Problem 1: Tally the lines of the listing that contain the string "cloud". Give only the number.
== Page excerpt ==
Au contraire: we had a mixture of music - all kinds - poetry, memoir, Joe Duffy live from Howth Castle (a national event of this stature wouldn't be complete without Joe, in fairness) and, yes, a smidgeon of history. I skipped that bit.

But I didn't skip the thoroughly enjoyable Now That's What I Call Music 1916 (4pm), chaired by Jim Lockhart, which looked back on what was "top of the pop charts" - I believe that's how the young people phrase it - 100 years ago. Keelin Shanley's Centenary Special exploration of the women of the Rising (3pm) was informative; Windharp: Poems of Ireland Since 1916 (6pm) was just lovely. (Lovely book, too, by the way.)

Best of all was the music. The day's programming began with a live event from the National Opera House in Wexford (9am), featuring Iarla Ó Lionáird, the Contempo Quartet and others.

Later, after Drivetime, we were treated to 1916 Requiem (7pm): sean nós and classically trained singers, chamber choir, orchestra, using traditional and early instruments, and inspired by the work of Seán Ó Riada… ideal for this day, really.

There was still time for a star-studded concert at 8pm, with Paul Brady, Maura O'Connell, Andy Irvine and tonnes more, celebrating Ireland and America's musical to-and-fro. And to finish, a non-musical event: The Book on One (11.10pm), in which John McGahern read from his own memoir (he died 10 years ago this week).

Maith thú agus bualadh bos, Radio 1 - a job well done.

Staying with books and (sort of) the past, The Book Show (Radio 1, Sat 7pm) looked at novels based on real people. Host Sinéad Gleeson was joined in studio by three Irish writers "whose work is set in the past and whose novels also blend fiction and history".

Nuala O'Connor's Miss Emily is about the poet Emily Dickinson; Gavin McCrea's Mrs Engels concerns the relationship between Frederick Engels and two sisters; Marita Conlon-McKenna's latest novel, Rebel Sisters, tells an invented tale about a real event: the aforementioned Easter Rising.

Now, I have a bit of a problem with fiction based on fact. It often strikes me as a sort of lazy short-cut to creativity, ie you don't need to invent the character/characters: they already exist, in history.
===
== Records for the exercise ==
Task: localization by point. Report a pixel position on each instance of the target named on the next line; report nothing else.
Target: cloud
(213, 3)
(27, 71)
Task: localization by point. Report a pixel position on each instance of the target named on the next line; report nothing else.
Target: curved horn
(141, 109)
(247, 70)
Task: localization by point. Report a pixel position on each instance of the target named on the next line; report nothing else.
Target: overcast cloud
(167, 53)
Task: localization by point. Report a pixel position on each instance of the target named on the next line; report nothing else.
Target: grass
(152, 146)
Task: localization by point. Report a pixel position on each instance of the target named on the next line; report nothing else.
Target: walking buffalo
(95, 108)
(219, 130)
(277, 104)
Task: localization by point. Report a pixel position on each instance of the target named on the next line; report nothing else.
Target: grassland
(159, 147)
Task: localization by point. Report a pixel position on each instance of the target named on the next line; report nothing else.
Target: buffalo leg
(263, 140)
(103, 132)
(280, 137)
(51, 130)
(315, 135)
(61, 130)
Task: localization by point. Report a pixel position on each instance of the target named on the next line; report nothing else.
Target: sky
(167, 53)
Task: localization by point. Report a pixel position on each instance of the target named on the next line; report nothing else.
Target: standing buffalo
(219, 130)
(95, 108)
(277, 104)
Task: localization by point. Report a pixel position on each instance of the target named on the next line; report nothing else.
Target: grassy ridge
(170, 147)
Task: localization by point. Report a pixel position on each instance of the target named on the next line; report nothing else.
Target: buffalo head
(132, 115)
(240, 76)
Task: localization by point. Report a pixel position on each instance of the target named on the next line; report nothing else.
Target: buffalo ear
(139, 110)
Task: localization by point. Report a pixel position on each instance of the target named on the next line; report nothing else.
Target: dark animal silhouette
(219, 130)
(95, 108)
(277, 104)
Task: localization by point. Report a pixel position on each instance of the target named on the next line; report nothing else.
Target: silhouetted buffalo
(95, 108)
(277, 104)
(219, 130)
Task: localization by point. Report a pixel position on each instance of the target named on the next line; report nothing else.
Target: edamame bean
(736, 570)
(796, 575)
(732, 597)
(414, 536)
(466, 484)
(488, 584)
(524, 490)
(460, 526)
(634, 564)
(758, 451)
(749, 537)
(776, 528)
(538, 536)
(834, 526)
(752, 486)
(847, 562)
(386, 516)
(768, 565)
===
Problem 2: Write out the passage of the radio review from "Now, I have" to "exist, in history.".

Output 1: 2

Output 2:
Now, I have a bit of a problem with fiction based on fact. It often strikes me as a sort of lazy short-cut to creativity, ie you don't need to invent the character/characters: they already exist, in history.